REQUIRED TASK: Quote each of the following lines word for word, with no changes.

DATA SHOWN:
....

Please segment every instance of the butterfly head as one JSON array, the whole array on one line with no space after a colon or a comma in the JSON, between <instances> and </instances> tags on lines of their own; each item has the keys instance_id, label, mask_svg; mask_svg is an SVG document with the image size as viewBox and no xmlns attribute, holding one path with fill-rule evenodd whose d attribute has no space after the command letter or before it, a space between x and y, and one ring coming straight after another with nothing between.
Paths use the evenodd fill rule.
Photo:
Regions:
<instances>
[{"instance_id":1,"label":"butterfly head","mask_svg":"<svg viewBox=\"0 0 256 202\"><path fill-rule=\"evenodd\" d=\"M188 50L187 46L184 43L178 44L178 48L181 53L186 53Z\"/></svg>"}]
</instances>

....

WRITTEN RESPONSE:
Please segment every instance of the butterfly head as one JSON array, the whole array on one line with no space after a colon or a comma in the JSON, between <instances> and </instances> tags on lines of their own; each item has the keys instance_id, label, mask_svg; mask_svg is an SVG document with the image size as viewBox and no xmlns attribute, holding one path with fill-rule evenodd whose d attribute has no space after the command letter or before it, a space between x and y, and one ring coming straight after another with nothing between.
Paths use the evenodd fill rule.
Photo:
Regions:
<instances>
[{"instance_id":1,"label":"butterfly head","mask_svg":"<svg viewBox=\"0 0 256 202\"><path fill-rule=\"evenodd\" d=\"M188 50L187 46L184 43L178 44L178 48L181 53L186 53Z\"/></svg>"}]
</instances>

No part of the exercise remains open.